However .....
You don't (now) have to join a trial to get early chemo. As soon as the first trial results were available, late in 2014, some hospitals started offering it to newly diagnosed patients (my husband was one, although it hasn't apparently helped much). Since then, this treatment has now become officially approved and endorsed.
But it is still not offered to every patient. The evidence from the trials related to newly diagnosed patients, and only up to a certain age (70?). It may be that your father's hospital didn't have permission to give early chemo until recently, by which time he would no longer count as "newly diagnosed". Or he may be outside the optimal age range, or have some other health complication that means chemo is not a good idea right now.
Whatever the reason, it sounds as if your Dad is responding very well indeed to the treatment he's having, with that huge reduction in PSA. He could ask about chemo, but they may well say he's no longer at the stage where it's of any proven benefit. He may not even want to undergo what can be an intrusive and tiring few months of treatment with possibly unpleasant side effects - some men who are offered early chemo refuse it.
By all means talk it over with your Dad, but there may be good reasons why he hasn't been offered this treatment. It's not a "silver bullet" , and the treatment he's having already seems to be working well. He may well be offered chemo further down the line, when other drugs start to fail, but that's not something to concern yourself about yet.

SUPPLIED RECORDS:
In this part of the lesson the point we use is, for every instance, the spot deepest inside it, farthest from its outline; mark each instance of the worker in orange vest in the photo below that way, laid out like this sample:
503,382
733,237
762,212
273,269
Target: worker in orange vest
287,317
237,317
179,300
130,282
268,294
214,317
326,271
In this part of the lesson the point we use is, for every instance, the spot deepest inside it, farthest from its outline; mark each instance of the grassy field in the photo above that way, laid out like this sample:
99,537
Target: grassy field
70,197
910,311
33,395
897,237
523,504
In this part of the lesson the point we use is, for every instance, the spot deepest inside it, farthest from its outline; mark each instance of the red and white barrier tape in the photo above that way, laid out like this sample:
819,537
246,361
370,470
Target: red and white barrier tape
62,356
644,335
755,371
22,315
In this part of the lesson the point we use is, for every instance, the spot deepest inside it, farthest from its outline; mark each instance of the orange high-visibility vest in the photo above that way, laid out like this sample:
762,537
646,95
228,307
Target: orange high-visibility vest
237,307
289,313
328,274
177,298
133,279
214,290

PROMPT:
According to the post on early chemotherapy, why is early chemo still not offered to every patient? Answer in one to three sentences. The listing isn't needed for the task.

FINISHED EXERCISE:
The trial evidence for early chemo covered only newly diagnosed patients, and only up to a certain age. Patients outside those limits, or with other health complications that make chemo a poor idea, may not be offered it.